What you are asked to do:
Write out each entry, exactly the way it appears.

--- Start of Data to use ---

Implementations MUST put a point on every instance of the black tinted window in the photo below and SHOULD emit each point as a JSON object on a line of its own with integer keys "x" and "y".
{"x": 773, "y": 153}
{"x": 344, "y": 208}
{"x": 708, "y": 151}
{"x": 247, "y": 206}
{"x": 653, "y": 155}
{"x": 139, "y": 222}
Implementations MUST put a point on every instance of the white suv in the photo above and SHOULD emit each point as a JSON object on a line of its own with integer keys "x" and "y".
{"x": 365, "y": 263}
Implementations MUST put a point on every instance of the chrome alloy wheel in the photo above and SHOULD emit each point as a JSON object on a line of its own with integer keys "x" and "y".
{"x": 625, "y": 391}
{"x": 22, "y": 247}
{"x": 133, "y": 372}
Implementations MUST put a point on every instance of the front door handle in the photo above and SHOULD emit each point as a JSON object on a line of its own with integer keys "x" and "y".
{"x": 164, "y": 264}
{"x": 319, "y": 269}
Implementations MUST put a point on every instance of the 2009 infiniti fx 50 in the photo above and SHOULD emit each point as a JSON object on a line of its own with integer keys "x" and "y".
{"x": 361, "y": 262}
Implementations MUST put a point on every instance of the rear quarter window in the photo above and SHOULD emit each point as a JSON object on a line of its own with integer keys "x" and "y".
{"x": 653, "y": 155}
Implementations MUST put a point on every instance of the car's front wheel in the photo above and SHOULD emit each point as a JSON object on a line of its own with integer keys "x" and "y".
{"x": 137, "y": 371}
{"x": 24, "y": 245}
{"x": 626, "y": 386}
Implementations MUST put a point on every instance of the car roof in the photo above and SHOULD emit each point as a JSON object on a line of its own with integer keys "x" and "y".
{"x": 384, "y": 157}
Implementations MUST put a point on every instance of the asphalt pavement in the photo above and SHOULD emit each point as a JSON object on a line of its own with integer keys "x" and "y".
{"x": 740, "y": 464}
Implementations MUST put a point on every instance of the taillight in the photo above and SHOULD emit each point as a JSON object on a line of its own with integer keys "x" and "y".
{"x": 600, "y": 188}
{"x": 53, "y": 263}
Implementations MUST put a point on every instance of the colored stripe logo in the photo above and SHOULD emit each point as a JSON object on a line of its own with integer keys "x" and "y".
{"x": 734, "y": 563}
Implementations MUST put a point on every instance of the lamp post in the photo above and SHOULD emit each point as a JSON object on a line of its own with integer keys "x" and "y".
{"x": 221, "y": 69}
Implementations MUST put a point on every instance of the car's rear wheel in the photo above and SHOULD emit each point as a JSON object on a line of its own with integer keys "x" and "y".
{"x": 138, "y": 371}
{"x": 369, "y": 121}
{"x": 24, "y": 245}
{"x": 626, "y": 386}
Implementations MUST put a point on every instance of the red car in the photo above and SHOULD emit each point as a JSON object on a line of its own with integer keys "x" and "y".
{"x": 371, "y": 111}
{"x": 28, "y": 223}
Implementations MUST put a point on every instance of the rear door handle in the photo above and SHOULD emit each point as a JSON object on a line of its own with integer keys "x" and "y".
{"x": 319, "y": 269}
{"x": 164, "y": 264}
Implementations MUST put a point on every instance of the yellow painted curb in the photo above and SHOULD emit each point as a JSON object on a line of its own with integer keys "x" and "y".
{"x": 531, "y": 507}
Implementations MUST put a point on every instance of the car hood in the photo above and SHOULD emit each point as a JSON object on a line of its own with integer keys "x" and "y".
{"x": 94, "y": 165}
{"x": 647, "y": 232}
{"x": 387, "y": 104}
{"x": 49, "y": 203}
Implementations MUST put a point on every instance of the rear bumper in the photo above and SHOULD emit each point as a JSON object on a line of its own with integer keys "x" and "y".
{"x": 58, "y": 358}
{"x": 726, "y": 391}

--- End of Data to use ---

Full answer:
Implementations MUST put a point on every instance of the black tinted window in the photo below and SHOULD emit each point as a JSON object on a line of its own with integer keys "x" and "y".
{"x": 773, "y": 153}
{"x": 344, "y": 208}
{"x": 708, "y": 151}
{"x": 247, "y": 206}
{"x": 653, "y": 155}
{"x": 139, "y": 222}
Implementations MUST put a point on every instance of the white suv in the photo above and SHOULD emit each point as a JSON object on a line of its own with integer keys "x" and "y".
{"x": 365, "y": 263}
Implementations MUST put a point on every instance of the chrome alloy wheel in the photo above and SHOULD emit each point as a JSON object on a line of its own with integer keys "x" and "y".
{"x": 625, "y": 391}
{"x": 22, "y": 247}
{"x": 133, "y": 372}
Implementations MUST put a point on every instance of the front door handle in the photo above and SHOULD emit each point as a JSON object on a line of its own with integer keys "x" and "y".
{"x": 164, "y": 264}
{"x": 319, "y": 269}
Implementations MUST put a point on every instance of the 2009 infiniti fx 50 in the photo above and SHOULD emit each point as a JSON object on a line of its own with integer keys "x" and "y".
{"x": 361, "y": 262}
Implementations MUST put a point on every instance of the rear quarter window in the photo above and SHOULD emit each point as a JSON object on a line of its own with integer keys "x" and "y".
{"x": 653, "y": 155}
Implementations MUST put a point on every instance of the car's front wheel in the photo above and SHOULD emit each point as a JSON object on a line of its own with integer keys "x" and "y".
{"x": 137, "y": 371}
{"x": 24, "y": 245}
{"x": 626, "y": 386}
Implementations MUST put a point on every instance of the car roof in the photo above and SHOULD emit each point as a JSON object on a line of its own with integer keys "x" and "y".
{"x": 384, "y": 157}
Implementations MUST put a point on every instance of the asphalt pavement in the photo above and SHOULD emit each point as a JSON object on a line of its own with integer keys "x" and "y".
{"x": 740, "y": 464}
Implementations MUST put a point on every instance of the taillight in the photo above and SHOULD emit each point as a JSON object on a line of its own with integer keys "x" and "y".
{"x": 600, "y": 188}
{"x": 53, "y": 263}
Implementations MUST put a point on every instance of the colored stripe logo in the photo above and SHOULD emit each point as a JSON object on a line of its own with integer keys "x" and "y".
{"x": 734, "y": 563}
Implementations MUST put a point on every instance of the lamp post in the photo above and SHOULD emit each point as a JSON object on a line of its own with integer keys "x" and "y".
{"x": 221, "y": 69}
Implementations MUST put a point on every instance of the car's rear wheel in the photo above and SHOULD emit each point as a JSON object on a line of its own with integer keys "x" and "y".
{"x": 138, "y": 371}
{"x": 369, "y": 121}
{"x": 24, "y": 245}
{"x": 626, "y": 386}
Implementations MUST put a point on every instance of the red car in the photo above and SHOULD emit each point as a JSON object on a line of its own with integer keys "x" and "y".
{"x": 371, "y": 111}
{"x": 28, "y": 223}
Implementations MUST put a point on every instance of the rear door handle in the photo above and SHOULD emit each point as a JSON object on a line of its own with integer keys "x" and "y".
{"x": 319, "y": 269}
{"x": 164, "y": 264}
Implementations MUST put a point on every instance of the yellow painted curb in the photo above and SHOULD emit each point as a JSON object on a line of its own with integer keys "x" and "y".
{"x": 531, "y": 507}
Implementations MUST put a point on every instance of the car hood in the photo above and SHOULD emit each point as a JSON object on a line of its own with integer keys "x" and "y".
{"x": 94, "y": 165}
{"x": 647, "y": 232}
{"x": 387, "y": 104}
{"x": 49, "y": 203}
Implementations MUST put a point on every instance of the rear bumper in the photo above and SHOULD emit each point as a JSON object on a line of its own with integer keys "x" and "y".
{"x": 58, "y": 358}
{"x": 726, "y": 391}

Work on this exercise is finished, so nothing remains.